- [EXERCISE OBJECTIVE]:
Begin with the line that contains "light in this photo." and transcribe each line after it, up to and including the last line of the listing below.

- [DATA PROVIDED]:
==================================================
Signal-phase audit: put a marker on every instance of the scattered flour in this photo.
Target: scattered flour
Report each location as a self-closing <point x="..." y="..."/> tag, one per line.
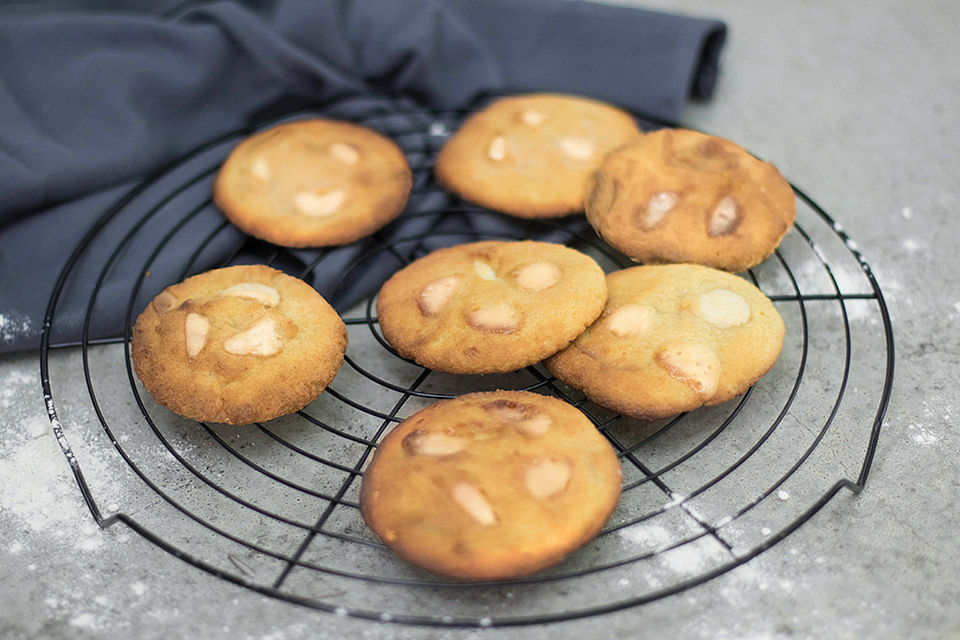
<point x="923" y="436"/>
<point x="86" y="621"/>
<point x="911" y="245"/>
<point x="13" y="326"/>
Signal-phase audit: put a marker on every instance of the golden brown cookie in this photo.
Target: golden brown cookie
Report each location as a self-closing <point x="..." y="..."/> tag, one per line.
<point x="237" y="345"/>
<point x="672" y="338"/>
<point x="531" y="155"/>
<point x="490" y="307"/>
<point x="682" y="196"/>
<point x="490" y="485"/>
<point x="313" y="183"/>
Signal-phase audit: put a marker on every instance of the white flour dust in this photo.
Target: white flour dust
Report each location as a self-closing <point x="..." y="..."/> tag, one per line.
<point x="11" y="327"/>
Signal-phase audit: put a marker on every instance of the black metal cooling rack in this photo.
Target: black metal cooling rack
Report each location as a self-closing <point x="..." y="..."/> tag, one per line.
<point x="703" y="493"/>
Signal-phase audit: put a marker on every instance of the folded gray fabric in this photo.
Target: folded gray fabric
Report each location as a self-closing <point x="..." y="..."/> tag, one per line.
<point x="94" y="101"/>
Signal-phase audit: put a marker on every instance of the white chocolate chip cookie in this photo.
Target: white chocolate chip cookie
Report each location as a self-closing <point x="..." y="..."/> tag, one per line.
<point x="237" y="345"/>
<point x="682" y="196"/>
<point x="490" y="307"/>
<point x="672" y="338"/>
<point x="490" y="485"/>
<point x="530" y="156"/>
<point x="313" y="183"/>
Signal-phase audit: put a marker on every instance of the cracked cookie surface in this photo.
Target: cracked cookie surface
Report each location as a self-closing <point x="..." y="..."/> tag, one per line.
<point x="313" y="183"/>
<point x="490" y="485"/>
<point x="490" y="307"/>
<point x="530" y="155"/>
<point x="237" y="345"/>
<point x="682" y="196"/>
<point x="672" y="338"/>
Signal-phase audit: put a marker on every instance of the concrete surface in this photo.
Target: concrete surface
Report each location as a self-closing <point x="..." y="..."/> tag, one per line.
<point x="856" y="103"/>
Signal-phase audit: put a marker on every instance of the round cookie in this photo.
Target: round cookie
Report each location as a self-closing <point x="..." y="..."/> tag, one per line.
<point x="490" y="307"/>
<point x="490" y="485"/>
<point x="682" y="196"/>
<point x="531" y="155"/>
<point x="237" y="345"/>
<point x="672" y="338"/>
<point x="313" y="183"/>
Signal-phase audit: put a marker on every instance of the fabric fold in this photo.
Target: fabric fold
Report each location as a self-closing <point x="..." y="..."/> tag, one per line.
<point x="94" y="100"/>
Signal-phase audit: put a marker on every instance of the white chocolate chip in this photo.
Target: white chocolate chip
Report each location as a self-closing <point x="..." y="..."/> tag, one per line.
<point x="484" y="270"/>
<point x="195" y="329"/>
<point x="260" y="169"/>
<point x="264" y="294"/>
<point x="345" y="153"/>
<point x="630" y="320"/>
<point x="474" y="503"/>
<point x="317" y="205"/>
<point x="262" y="339"/>
<point x="577" y="148"/>
<point x="546" y="478"/>
<point x="725" y="217"/>
<point x="693" y="364"/>
<point x="497" y="150"/>
<point x="164" y="302"/>
<point x="433" y="443"/>
<point x="499" y="319"/>
<point x="657" y="207"/>
<point x="539" y="276"/>
<point x="532" y="118"/>
<point x="435" y="295"/>
<point x="722" y="308"/>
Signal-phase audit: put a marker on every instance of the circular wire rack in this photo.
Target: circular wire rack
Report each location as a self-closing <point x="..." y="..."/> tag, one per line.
<point x="273" y="507"/>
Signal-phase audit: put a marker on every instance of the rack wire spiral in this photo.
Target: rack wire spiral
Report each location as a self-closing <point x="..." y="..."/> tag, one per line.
<point x="273" y="507"/>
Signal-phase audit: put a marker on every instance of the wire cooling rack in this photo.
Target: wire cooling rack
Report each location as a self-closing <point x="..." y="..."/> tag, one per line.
<point x="273" y="507"/>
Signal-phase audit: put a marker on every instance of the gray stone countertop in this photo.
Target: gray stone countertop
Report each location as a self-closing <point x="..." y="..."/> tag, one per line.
<point x="857" y="105"/>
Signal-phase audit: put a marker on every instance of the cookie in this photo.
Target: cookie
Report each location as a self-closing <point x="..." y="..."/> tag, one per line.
<point x="672" y="338"/>
<point x="682" y="196"/>
<point x="237" y="345"/>
<point x="531" y="155"/>
<point x="490" y="485"/>
<point x="490" y="307"/>
<point x="313" y="183"/>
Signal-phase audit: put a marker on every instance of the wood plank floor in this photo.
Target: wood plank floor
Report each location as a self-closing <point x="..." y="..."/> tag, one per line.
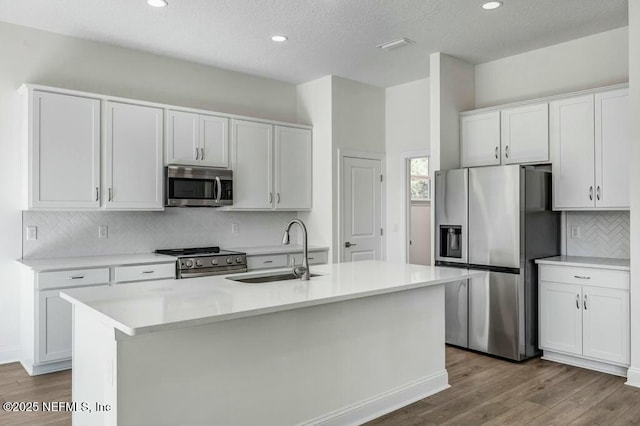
<point x="488" y="391"/>
<point x="484" y="391"/>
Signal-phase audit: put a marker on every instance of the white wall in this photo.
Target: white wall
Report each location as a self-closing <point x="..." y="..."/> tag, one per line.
<point x="314" y="107"/>
<point x="40" y="57"/>
<point x="406" y="131"/>
<point x="358" y="124"/>
<point x="452" y="91"/>
<point x="634" y="81"/>
<point x="593" y="61"/>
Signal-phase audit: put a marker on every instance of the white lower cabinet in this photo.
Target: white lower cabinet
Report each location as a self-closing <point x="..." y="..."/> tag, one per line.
<point x="585" y="324"/>
<point x="46" y="318"/>
<point x="54" y="327"/>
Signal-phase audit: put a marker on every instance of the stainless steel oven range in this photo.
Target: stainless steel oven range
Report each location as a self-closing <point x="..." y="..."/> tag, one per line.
<point x="205" y="261"/>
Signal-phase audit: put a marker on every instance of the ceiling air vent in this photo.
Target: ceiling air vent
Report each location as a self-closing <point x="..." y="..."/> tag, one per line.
<point x="394" y="44"/>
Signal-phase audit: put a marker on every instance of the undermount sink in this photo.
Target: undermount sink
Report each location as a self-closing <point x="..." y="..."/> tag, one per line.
<point x="268" y="278"/>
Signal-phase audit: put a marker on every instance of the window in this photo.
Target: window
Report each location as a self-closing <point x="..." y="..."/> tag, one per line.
<point x="420" y="180"/>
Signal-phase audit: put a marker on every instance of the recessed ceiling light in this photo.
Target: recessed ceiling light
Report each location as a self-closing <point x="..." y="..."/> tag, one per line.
<point x="490" y="5"/>
<point x="394" y="44"/>
<point x="157" y="3"/>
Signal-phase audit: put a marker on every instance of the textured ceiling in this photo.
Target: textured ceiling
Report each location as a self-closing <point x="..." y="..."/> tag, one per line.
<point x="336" y="37"/>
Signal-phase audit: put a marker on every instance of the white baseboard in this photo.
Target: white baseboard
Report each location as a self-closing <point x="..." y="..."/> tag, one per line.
<point x="8" y="355"/>
<point x="371" y="408"/>
<point x="52" y="367"/>
<point x="603" y="367"/>
<point x="633" y="377"/>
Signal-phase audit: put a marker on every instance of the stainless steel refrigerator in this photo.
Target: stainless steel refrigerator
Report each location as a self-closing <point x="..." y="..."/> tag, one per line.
<point x="498" y="220"/>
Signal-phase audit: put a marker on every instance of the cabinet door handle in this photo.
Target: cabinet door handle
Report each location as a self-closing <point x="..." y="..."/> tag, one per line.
<point x="585" y="301"/>
<point x="219" y="187"/>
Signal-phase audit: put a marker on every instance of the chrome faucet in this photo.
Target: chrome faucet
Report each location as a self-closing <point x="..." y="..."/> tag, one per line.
<point x="299" y="271"/>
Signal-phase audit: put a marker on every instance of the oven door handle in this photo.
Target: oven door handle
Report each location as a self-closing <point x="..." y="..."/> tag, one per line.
<point x="219" y="185"/>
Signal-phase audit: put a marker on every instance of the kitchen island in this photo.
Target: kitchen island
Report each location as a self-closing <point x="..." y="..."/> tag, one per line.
<point x="357" y="341"/>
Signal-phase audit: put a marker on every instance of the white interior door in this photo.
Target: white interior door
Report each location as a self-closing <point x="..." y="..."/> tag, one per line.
<point x="361" y="209"/>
==================================================
- [RESULT FOR THIS TASK]:
Signal-phase audit: put a marker on every instance of the recessed ceiling light in this photo.
Target: recessed ceiling light
Report each location as a self-closing <point x="..." y="..."/> tag, one per line.
<point x="490" y="5"/>
<point x="394" y="44"/>
<point x="157" y="3"/>
Signal-phase audit: put a marker on every instance of the textured ceiling in this photo.
Target: textured ceiling
Report each location as a self-closing <point x="..." y="..."/> tag, one per line.
<point x="336" y="37"/>
Signal-phase audit: put a marker on every instance of the white baseboard in this photo.
Target: white baseboard
Report each location as a self-closing <point x="..." y="..."/> tag, one per line.
<point x="8" y="355"/>
<point x="371" y="408"/>
<point x="52" y="367"/>
<point x="603" y="367"/>
<point x="633" y="377"/>
Signal-phase audit: put a marker on every instance of the stainless steel refrigerator in this photo.
Target: stainless steel refrigerator
Report each location as a self-closing <point x="..." y="..."/> tag, one per line.
<point x="498" y="220"/>
Signal-phase audit: put a marker on every instance of the cabinet door handle in this photo.
Target: cabinet door handle
Report each location as a self-closing <point x="..." y="..."/> tag, one per line.
<point x="585" y="301"/>
<point x="219" y="187"/>
Signal-phase audit: put a marker on every instance of the chrome faucet in this photo.
Target: chrome faucet
Report each location as a self-closing <point x="..." y="..."/> tag, one per line.
<point x="299" y="271"/>
Signal-phase audit: put a marker on every instance of the oven door handle in this photo.
Target: oven door handle
Report each location as a self-closing <point x="..." y="..."/> tag, one per line.
<point x="219" y="185"/>
Signal-phase audit: put a marker on every instance of the kitchen island in this photo.
Target: kitchen island
Report each location as a self-closing <point x="..." y="..."/> tag, one per line.
<point x="357" y="341"/>
Signal-phase audit: put a marker on every instance of the white interior door in this photo.
Target: white interior door
Report each location as a self-closing <point x="..." y="..."/> tag, one per line.
<point x="361" y="209"/>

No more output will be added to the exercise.